__Written exercise__.
How many rows below contain the string "Target"? Case counts, and the reply should be the number alone.

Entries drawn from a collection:
★ ★ ★

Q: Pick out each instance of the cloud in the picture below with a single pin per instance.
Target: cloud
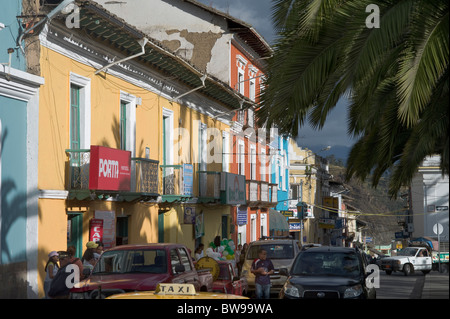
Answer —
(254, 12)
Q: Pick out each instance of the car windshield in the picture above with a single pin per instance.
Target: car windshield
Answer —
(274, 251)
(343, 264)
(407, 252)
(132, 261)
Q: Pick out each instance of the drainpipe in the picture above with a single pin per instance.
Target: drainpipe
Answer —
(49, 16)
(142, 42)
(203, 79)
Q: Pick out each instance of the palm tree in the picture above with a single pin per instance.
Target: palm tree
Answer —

★ ★ ★

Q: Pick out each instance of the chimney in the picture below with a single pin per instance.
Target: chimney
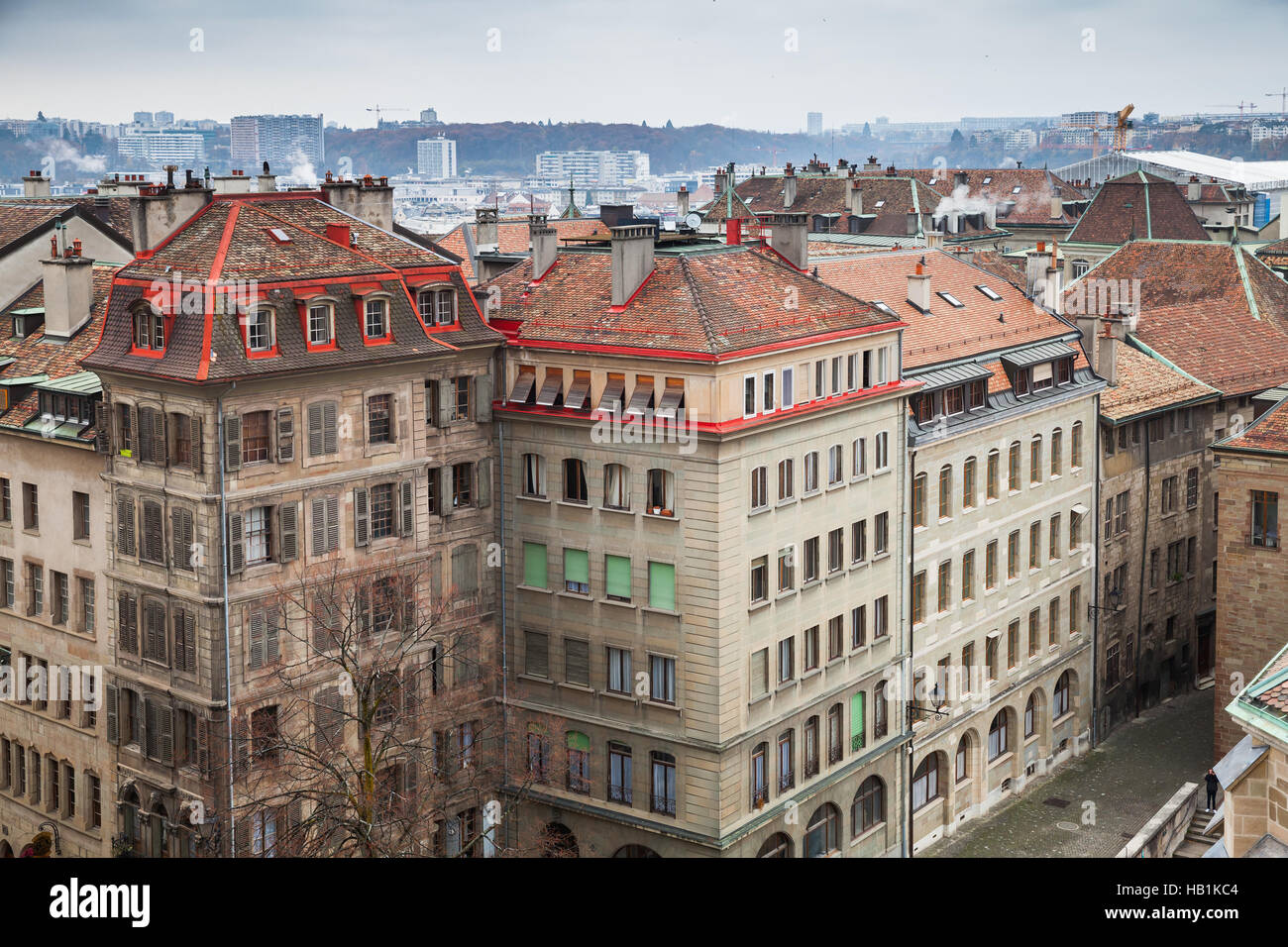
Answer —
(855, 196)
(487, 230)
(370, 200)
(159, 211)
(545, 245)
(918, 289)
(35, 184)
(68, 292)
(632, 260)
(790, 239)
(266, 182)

★ ★ ★

__Response to the task__.
5